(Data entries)

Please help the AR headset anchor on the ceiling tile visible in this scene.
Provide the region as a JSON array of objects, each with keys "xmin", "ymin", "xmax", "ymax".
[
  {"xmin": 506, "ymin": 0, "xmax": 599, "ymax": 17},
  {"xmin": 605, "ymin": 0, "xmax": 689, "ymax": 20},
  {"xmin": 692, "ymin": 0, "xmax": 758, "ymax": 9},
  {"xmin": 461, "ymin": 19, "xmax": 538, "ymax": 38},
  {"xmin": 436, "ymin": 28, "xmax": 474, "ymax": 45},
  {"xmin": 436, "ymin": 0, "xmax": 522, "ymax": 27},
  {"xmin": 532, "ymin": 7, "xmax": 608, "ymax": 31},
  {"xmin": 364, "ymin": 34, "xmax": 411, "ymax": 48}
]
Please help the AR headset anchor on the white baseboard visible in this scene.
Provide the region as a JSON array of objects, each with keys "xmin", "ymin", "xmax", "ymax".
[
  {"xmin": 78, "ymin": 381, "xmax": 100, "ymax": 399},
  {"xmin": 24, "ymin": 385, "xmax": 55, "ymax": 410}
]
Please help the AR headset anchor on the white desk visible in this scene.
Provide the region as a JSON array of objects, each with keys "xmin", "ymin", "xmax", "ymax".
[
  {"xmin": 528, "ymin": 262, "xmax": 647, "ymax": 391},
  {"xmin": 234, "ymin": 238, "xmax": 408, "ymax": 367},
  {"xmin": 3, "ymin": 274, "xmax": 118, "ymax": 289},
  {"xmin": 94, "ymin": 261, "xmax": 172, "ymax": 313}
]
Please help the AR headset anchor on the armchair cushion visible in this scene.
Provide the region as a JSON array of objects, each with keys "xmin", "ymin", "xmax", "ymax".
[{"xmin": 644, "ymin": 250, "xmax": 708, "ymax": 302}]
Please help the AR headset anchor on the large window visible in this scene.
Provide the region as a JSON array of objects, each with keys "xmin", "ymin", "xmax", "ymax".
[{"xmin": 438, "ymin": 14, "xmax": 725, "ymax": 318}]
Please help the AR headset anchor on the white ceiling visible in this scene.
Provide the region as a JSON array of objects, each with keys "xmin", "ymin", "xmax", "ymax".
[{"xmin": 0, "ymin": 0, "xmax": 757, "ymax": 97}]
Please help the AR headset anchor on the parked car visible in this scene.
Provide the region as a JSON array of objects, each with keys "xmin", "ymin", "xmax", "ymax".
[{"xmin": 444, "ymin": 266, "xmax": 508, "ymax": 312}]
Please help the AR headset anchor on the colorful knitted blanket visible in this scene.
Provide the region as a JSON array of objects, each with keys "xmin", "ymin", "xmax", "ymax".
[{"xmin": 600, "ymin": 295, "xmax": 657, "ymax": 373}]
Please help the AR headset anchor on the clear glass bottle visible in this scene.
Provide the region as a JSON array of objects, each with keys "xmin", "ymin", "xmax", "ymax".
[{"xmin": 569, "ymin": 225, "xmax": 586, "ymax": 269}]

[TASK TO COMPLETE]: Reproduce every line of the data above without changing anything.

[SOLUTION TO THIS EXERCISE]:
Please help the AR headset anchor on the ceiling tile visible in this scene.
Provide the region as a JSON array of objects, each with keys "xmin", "ymin", "xmax", "ymax".
[
  {"xmin": 506, "ymin": 0, "xmax": 599, "ymax": 17},
  {"xmin": 605, "ymin": 0, "xmax": 689, "ymax": 20},
  {"xmin": 692, "ymin": 0, "xmax": 758, "ymax": 9},
  {"xmin": 461, "ymin": 19, "xmax": 538, "ymax": 38},
  {"xmin": 436, "ymin": 28, "xmax": 474, "ymax": 45},
  {"xmin": 436, "ymin": 0, "xmax": 522, "ymax": 27},
  {"xmin": 532, "ymin": 7, "xmax": 608, "ymax": 31},
  {"xmin": 364, "ymin": 34, "xmax": 411, "ymax": 48}
]
Please help the AR headset anchor on the white baseboard visible in this scene.
Provide the region as a JSON array of objects, each with keys "xmin", "ymin", "xmax", "ymax".
[
  {"xmin": 78, "ymin": 381, "xmax": 100, "ymax": 399},
  {"xmin": 24, "ymin": 385, "xmax": 55, "ymax": 410}
]
Please help the AR headset anchor on the white desk visible in this scene.
Provide the region as a JSON array of objects, each with keys "xmin", "ymin", "xmax", "ymax".
[
  {"xmin": 528, "ymin": 262, "xmax": 647, "ymax": 391},
  {"xmin": 234, "ymin": 238, "xmax": 408, "ymax": 367},
  {"xmin": 3, "ymin": 274, "xmax": 118, "ymax": 289},
  {"xmin": 94, "ymin": 261, "xmax": 172, "ymax": 313}
]
Please help the AR headset anchor on the armchair cushion visible in this scene.
Provide the region as a JSON array of objects, each with keys "xmin", "ymin", "xmax", "ymax".
[{"xmin": 644, "ymin": 250, "xmax": 708, "ymax": 302}]
Please help the AR headset anchor on the large window visible in this scene.
Provide the region as a JSON array of objects, each with keys "xmin", "ymin", "xmax", "ymax".
[{"xmin": 438, "ymin": 14, "xmax": 725, "ymax": 318}]
Please help the AR headset anchor on the white ceiling visible in this scene.
Provide the region as a JSON array of objects, each with keys "xmin", "ymin", "xmax", "ymax".
[{"xmin": 0, "ymin": 0, "xmax": 757, "ymax": 97}]
Please help the AR headset anchor on the parked car visible in this scene.
Provide the region as a JSON array of objects, each with keys "xmin", "ymin", "xmax", "ymax".
[{"xmin": 444, "ymin": 266, "xmax": 508, "ymax": 312}]
Please help the AR headset anchor on the colorful knitted blanket visible in this scene.
Provide the region as a JSON array of objects, each with keys "xmin", "ymin", "xmax", "ymax".
[{"xmin": 600, "ymin": 295, "xmax": 657, "ymax": 373}]
Please help the AR headset anchor on the clear glass bottle visible in this scene.
Provide the region as a JSON array of objects, each with keys "xmin", "ymin", "xmax", "ymax".
[{"xmin": 569, "ymin": 225, "xmax": 586, "ymax": 269}]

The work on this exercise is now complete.